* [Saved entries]
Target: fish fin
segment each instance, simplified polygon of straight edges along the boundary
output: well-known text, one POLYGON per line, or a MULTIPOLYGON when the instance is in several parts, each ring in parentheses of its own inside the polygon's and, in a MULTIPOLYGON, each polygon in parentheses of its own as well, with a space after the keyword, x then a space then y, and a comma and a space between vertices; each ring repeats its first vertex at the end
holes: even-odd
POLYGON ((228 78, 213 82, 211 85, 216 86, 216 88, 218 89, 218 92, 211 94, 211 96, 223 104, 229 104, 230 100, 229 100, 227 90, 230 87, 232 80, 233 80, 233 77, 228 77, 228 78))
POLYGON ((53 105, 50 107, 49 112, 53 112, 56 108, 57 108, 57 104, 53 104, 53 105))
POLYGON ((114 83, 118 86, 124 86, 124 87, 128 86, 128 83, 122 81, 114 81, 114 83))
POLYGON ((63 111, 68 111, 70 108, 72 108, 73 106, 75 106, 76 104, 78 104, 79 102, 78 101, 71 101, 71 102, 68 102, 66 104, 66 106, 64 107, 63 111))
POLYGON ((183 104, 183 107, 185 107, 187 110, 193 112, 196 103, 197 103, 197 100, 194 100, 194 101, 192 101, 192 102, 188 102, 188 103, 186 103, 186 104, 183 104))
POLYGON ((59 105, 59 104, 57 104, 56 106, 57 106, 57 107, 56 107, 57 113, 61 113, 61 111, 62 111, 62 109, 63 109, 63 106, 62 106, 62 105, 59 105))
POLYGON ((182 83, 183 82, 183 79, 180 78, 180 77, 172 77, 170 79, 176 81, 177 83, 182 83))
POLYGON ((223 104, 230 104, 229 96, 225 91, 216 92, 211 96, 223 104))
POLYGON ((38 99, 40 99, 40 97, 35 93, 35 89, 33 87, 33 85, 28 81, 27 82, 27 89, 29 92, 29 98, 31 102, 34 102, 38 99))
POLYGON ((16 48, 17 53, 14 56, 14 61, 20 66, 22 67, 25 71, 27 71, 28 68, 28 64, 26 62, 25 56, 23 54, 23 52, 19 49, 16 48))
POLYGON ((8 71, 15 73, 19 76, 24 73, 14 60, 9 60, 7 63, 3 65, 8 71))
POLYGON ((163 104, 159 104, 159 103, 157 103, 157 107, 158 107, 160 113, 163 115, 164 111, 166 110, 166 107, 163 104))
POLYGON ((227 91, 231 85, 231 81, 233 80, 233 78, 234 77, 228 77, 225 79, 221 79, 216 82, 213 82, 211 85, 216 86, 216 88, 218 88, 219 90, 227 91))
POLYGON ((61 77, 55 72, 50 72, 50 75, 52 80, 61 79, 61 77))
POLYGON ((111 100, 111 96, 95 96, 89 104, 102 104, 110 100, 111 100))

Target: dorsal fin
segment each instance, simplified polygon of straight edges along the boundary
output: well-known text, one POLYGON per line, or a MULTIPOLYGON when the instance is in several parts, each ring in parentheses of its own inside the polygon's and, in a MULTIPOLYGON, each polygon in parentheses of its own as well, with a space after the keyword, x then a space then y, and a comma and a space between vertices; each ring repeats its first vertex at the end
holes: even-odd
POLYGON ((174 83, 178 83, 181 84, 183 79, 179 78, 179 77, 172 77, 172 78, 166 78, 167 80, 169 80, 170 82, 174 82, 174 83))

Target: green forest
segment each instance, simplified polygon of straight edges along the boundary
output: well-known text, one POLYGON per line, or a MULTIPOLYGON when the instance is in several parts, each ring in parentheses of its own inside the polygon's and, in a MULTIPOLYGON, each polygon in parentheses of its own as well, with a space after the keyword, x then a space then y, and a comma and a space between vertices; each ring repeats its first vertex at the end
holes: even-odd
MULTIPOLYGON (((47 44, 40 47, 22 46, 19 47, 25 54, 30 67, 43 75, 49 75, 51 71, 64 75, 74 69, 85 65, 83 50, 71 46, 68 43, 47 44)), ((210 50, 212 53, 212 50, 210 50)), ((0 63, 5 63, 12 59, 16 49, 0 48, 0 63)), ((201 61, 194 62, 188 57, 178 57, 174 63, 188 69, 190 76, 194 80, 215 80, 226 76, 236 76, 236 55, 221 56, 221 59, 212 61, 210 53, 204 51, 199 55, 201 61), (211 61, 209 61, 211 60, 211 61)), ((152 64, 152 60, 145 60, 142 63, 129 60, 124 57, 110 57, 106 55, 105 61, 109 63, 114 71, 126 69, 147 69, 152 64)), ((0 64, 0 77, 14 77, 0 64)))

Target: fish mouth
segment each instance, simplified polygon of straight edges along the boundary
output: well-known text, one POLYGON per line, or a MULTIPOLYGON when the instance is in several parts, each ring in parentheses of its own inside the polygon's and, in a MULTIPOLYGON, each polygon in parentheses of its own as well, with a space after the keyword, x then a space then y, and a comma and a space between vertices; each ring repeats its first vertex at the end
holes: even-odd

* [Problem requirements]
Can you reproduce all of the material above line for line, without changing a single character?

* [Answer below]
Target: fish fin
segment each instance, simplified polygon of straight edges along the boundary
output: well-known text, one POLYGON per line, or a MULTIPOLYGON when the instance is in several parts, each ring in parentheses of its own inside the polygon's and, in a MULTIPOLYGON, each polygon in parentheses of its own as well, with a space after the keyword, x then a space then y, and a comma and a space between vertices; each ring repeats its first vertex at the end
holes: even-odd
POLYGON ((228 78, 213 82, 211 85, 216 86, 216 88, 218 89, 218 92, 211 94, 211 96, 223 104, 229 104, 230 100, 229 100, 227 90, 230 87, 232 80, 233 80, 233 77, 228 77, 228 78))
POLYGON ((53 105, 50 107, 49 112, 53 112, 56 108, 57 108, 57 104, 53 104, 53 105))
POLYGON ((114 83, 118 86, 124 86, 124 87, 128 86, 128 83, 122 81, 114 81, 114 83))
POLYGON ((63 111, 68 111, 70 108, 72 108, 73 106, 75 106, 76 104, 78 104, 79 102, 78 101, 71 101, 71 102, 68 102, 66 104, 66 106, 64 107, 63 111))
POLYGON ((183 104, 183 107, 185 107, 187 110, 193 112, 196 103, 197 103, 197 100, 194 100, 194 101, 192 101, 192 102, 188 102, 188 103, 186 103, 186 104, 183 104))
POLYGON ((59 105, 59 104, 57 104, 56 106, 57 106, 57 107, 56 107, 57 113, 61 113, 61 111, 62 111, 62 109, 63 109, 63 106, 62 106, 62 105, 59 105))
POLYGON ((182 83, 183 82, 183 79, 180 78, 180 77, 172 77, 170 79, 176 81, 177 83, 182 83))
POLYGON ((223 104, 230 104, 229 96, 225 91, 216 92, 211 96, 223 104))
POLYGON ((38 99, 40 99, 40 97, 35 93, 35 89, 33 87, 33 85, 28 81, 27 82, 27 89, 29 92, 29 98, 31 102, 34 102, 38 99))
POLYGON ((16 48, 17 53, 14 56, 14 61, 20 66, 22 67, 25 71, 27 71, 28 68, 28 64, 26 62, 25 56, 23 54, 23 52, 19 49, 16 48))
POLYGON ((8 71, 15 73, 19 76, 24 73, 14 60, 9 60, 7 63, 3 65, 8 71))
POLYGON ((163 104, 159 104, 159 103, 157 103, 157 107, 158 107, 160 113, 163 115, 164 111, 166 110, 166 107, 163 104))
POLYGON ((227 91, 231 85, 231 81, 233 80, 233 78, 234 77, 228 77, 225 79, 221 79, 216 82, 213 82, 211 85, 216 86, 216 88, 218 88, 219 90, 227 91))
POLYGON ((61 77, 55 72, 50 72, 50 75, 52 80, 61 79, 61 77))
POLYGON ((111 100, 111 96, 95 96, 89 104, 102 104, 110 100, 111 100))

Target: dorsal fin
segment each instance, simplified polygon of straight edges along the boundary
output: well-known text, one POLYGON per line, or a MULTIPOLYGON when the instance is in several parts, each ring in parentheses of its own inside the polygon's and, in a MULTIPOLYGON, each polygon in parentheses of its own as well, with a space after the keyword, x then a space then y, and a comma and a space between vertices; each ring repeats its first vertex at the end
holes: even-odd
POLYGON ((174 83, 178 83, 181 84, 183 79, 179 78, 179 77, 172 77, 172 78, 166 78, 167 80, 169 80, 170 82, 174 82, 174 83))

Target: green forest
segment each instance, simplified polygon of straight edges along the boundary
output: well-known text, one POLYGON per line, or a MULTIPOLYGON when the instance is in several parts, each ring in parentheses of its own inside the polygon's and, in a MULTIPOLYGON, each polygon in parentheses of its own as well, with a space after the keyword, x then a space then y, and a comma and a space between vertices; each ring repeats its first vertex at the end
holes: even-odd
MULTIPOLYGON (((47 44, 40 47, 22 46, 19 47, 25 54, 30 67, 43 75, 49 75, 51 71, 64 75, 74 69, 85 65, 83 50, 71 46, 68 43, 47 44)), ((210 50, 212 53, 212 50, 210 50)), ((0 63, 5 63, 12 59, 16 49, 0 48, 0 63)), ((201 61, 194 62, 188 57, 178 57, 174 63, 188 69, 190 76, 194 80, 215 80, 226 76, 236 76, 236 55, 221 56, 221 59, 212 61, 210 53, 204 51, 199 55, 201 61), (211 61, 209 61, 211 60, 211 61)), ((152 64, 152 60, 145 60, 142 63, 129 60, 124 57, 110 57, 106 55, 105 61, 109 63, 114 71, 126 69, 147 69, 152 64)), ((0 64, 0 77, 14 77, 0 64)))

Target: fish mouth
segment each instance, simplified polygon of straight edges along the boundary
output: well-known text, one POLYGON per line, or a MULTIPOLYGON when the instance is in several parts, each ring in parentheses of its own inside the polygon's and, in a MULTIPOLYGON, each polygon in parentheses of its own as well, with a space after the keyword, x then a space then y, and a comma and a space between vertices; each ring repeats its first vertex at the end
holes: even-odd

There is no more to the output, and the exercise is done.